*REQUIRED TASK*. Starting at the line that contains "TARGET: woman with curly hair" and stopping after the last line of the data below, write those lines out again with every answer coordinate shifted up by 100, and leave the pictures out.

○ ○ ○ ○ ○ ○ ○

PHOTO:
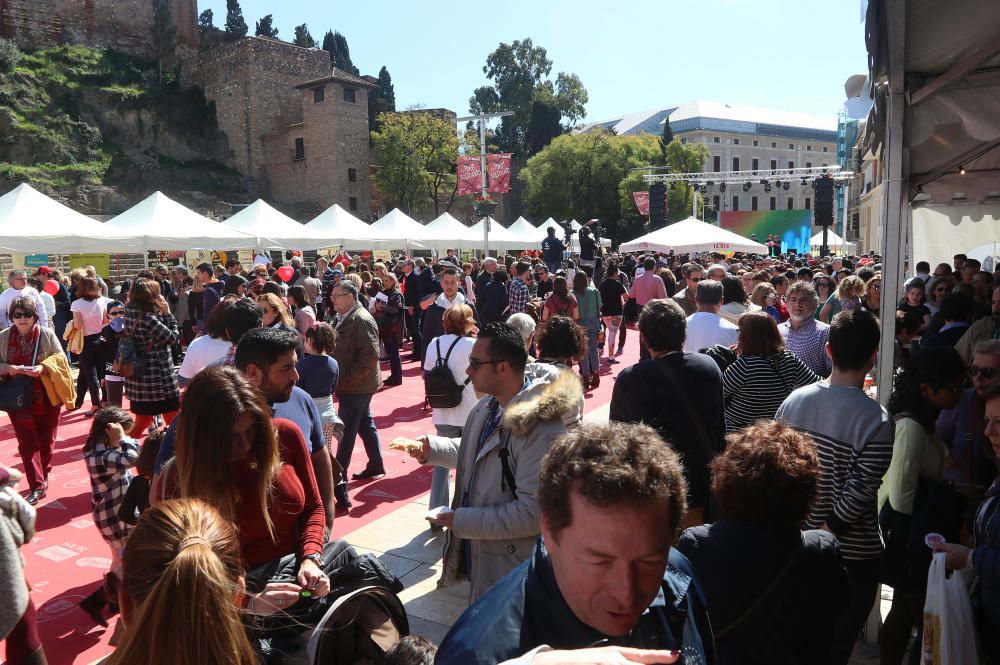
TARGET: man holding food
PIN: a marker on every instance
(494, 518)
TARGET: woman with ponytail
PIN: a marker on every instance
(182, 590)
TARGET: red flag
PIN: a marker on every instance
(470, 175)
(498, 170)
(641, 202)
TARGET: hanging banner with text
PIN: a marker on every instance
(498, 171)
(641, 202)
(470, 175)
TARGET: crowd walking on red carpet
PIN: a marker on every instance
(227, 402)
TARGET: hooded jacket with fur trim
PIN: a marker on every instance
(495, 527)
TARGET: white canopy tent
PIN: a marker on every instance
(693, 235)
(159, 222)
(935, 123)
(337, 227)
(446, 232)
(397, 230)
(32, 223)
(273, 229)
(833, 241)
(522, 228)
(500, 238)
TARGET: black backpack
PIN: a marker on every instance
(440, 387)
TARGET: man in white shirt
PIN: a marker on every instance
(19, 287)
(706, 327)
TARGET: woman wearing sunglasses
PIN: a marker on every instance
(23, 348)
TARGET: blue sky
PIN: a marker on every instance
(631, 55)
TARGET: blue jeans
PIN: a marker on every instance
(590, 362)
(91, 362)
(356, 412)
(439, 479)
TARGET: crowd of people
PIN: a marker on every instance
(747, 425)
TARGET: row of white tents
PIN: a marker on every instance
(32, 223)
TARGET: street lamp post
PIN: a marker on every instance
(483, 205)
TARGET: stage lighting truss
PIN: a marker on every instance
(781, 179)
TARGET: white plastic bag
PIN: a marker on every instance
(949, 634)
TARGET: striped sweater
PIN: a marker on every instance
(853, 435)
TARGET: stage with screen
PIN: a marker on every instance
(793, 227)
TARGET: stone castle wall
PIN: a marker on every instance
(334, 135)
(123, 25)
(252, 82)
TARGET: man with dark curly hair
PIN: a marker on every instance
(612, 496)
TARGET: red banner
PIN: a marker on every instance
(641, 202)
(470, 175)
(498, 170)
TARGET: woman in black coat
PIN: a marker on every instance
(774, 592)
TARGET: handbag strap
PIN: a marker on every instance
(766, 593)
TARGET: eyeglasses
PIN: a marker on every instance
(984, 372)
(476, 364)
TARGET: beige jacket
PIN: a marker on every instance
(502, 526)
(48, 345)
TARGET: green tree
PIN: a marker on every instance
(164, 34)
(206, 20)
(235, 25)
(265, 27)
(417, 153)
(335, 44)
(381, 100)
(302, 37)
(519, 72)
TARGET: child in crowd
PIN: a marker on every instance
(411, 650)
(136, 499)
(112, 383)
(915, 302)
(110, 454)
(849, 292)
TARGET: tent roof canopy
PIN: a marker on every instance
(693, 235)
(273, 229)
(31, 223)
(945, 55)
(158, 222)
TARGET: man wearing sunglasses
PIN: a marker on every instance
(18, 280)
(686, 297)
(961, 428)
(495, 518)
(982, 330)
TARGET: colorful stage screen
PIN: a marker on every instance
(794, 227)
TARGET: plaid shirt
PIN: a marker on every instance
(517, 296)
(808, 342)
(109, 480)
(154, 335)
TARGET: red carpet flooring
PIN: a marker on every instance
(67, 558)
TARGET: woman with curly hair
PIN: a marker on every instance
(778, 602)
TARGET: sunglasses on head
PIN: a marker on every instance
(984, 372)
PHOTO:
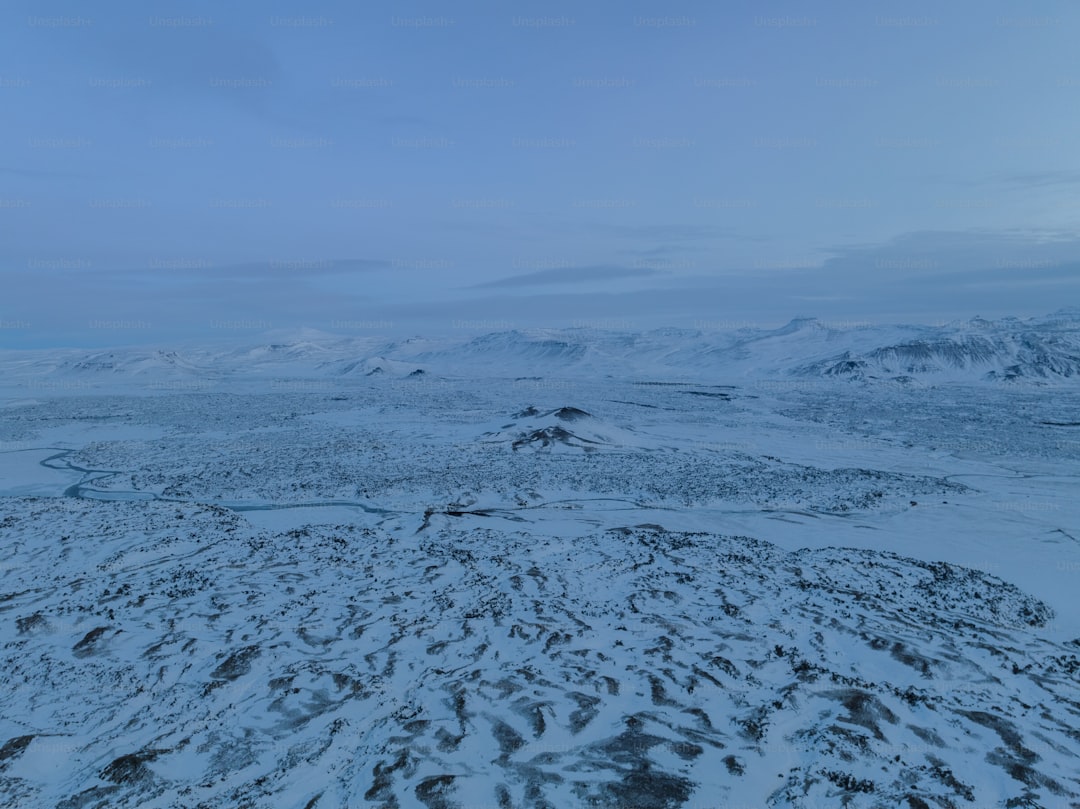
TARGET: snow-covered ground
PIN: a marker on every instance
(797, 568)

○ ○ ○ ○ ○ ○ ○

*EXERCISE OUTPUT*.
TARGET: woman with curly hair
PIN: a marker on every instance
(878, 702)
TARGET: sunglasses on head
PIN: a marker on every instance
(1084, 472)
PHOTO:
TARGET: snow-covered ground
PIN: a marker on every instance
(897, 668)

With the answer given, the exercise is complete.